## Text under study
....................

Journal of Nutritional Health & Food Science

Background: For appropriate diet therapy, it is desirable to determine urine volume and excreted urinary components using 24-hour urine volume (24hUV) and compare these data with indications. 24hUV allows an accurate measurement of excreted urinary protein, glucose, and salt per day, which are important for assessment of renal function and diet intake. In particular, urine volume may be seasonal variations because of the effect of perspiration.

Methods: The subjects were 37 (29 males and 8 females) outpatients with chronic kidney disease (CKD) who underwent 24-hour urine collection and were given nutrition education (consultation) continuously for 2 years or more. The survey period was January 2012 to July 2014. Patients were divided into 3groups according to their adherence to indicated intake as A, <15% difference, B, ≥15%.

Results: There was no significant difference in 24hUV and urinalysis between seasons. Mean Na throughout the year was 82±29 mEq/L, and Mean K throughout the year was 20.4±9.4 mEq/L. Estimated protein and salt intake were lower in group A throughout the year.

Conclusion: Urine 24hUV and urinalysis were not influenced by seasonal variations, and these findings were due to the influence of diet intake.

Key Word: diet therapy; estimated intake; protein; salt; energy

Protein intake restriction is widely used in patients with renal impairment as therapy for inhibiting disease progression. A low-protein diet inhibits progression of renal impairment and introduction of dialysis through relief of uremia and release from Glomerular hyper filtration [1, 2]. Effects of renin-angiotensin system inhibitors, sodium bicarbonate and phosphorus adsorbents have also been found and these drugs are widely used; however, protein intake restriction remains important, and is described and recommended in worldwide and Japanese guidelines [3]. Salt intake restriction is involved in prevention of hypertension and cardiovascular disease in patients with Chronic Kidney Disease (CKD). In patients with chronic nephritis and diabetic nephropathy, salt intake correlates with excreted urine protein, and salt intake restriction has been suggested to degrade progression of nephropathy [4].

....................

## Explore the material
1 – In the article on diet therapy in chronic kidney disease, what was the survey period?
2 – Write the next part of the article on diet therapy in chronic kidney disease, starting after its last sentence.

## Given material
....................

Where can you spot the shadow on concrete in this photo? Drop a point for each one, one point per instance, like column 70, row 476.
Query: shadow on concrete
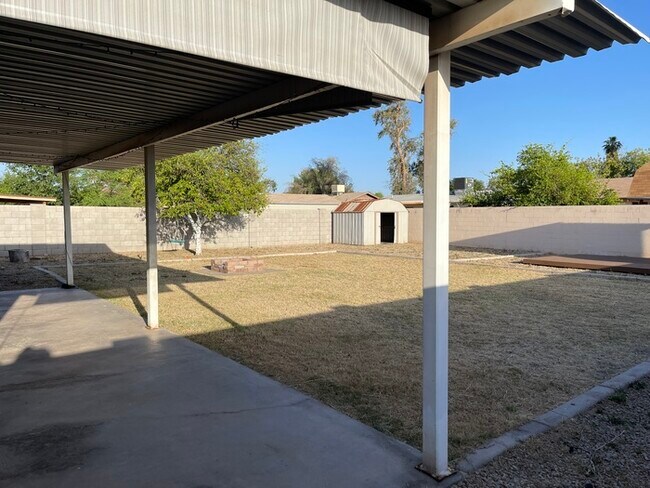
column 110, row 404
column 520, row 347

....................

## Results for each task
1 – January 2012 to July 2014.

2 –
Given the above findings, it is important for patients with CKD to have a diet that focuses on protein and salt intake restriction. For appropriate diet therapy, it is desirable to determine urine volume and excreted urinary components using 24-hour urine volume (24hUV) and compare these data with indications [5]. Such assessment and estimation using spot urine is possible, but most urinary components increase during the day and decrease at night, and are influenced by diet, posture and movement. Kawasaki et, al. examined salt intake using spot urine, and found that the T method was most accurate for estimating excreted urinary sodium using urine during a hospital visit. However, the difference between estimation of excreted urinary sodium and salt intake exceeding 2 g/day was 45% in all tests, which indicates a problem obtaining accurate data [6]. In contrast, 24hUV allows an accurate measurement of excreted urine volume, urine protein and urine glucose per day, which are important for accurate assessment of renal function and diet intake [7]. However, 24hUV may be a cause of nosocomial infection and many specialists do not use this approach because of an increased burden on patients [8, 9].

Estimation of dietary intake is limited because salt intake per day cannot be accurately determined due to acute changes in salt intake, severe diarrhea and vomiting, and the start or discontinuation of diuretics. Spot 24hUV in healthy subjects has been shown not to match mean daily sodium excretion [10]. In particular, urine volume depends on perspiration volume and there may be seasonal variations in urine volume [11]. Few studies have examined the relationship of 24hUV with seasonal variations in patients with CKD, but accurate assessment through improvement of the accuracy of 24hUV test is necessary to establish appropriate diet therapy in these patients.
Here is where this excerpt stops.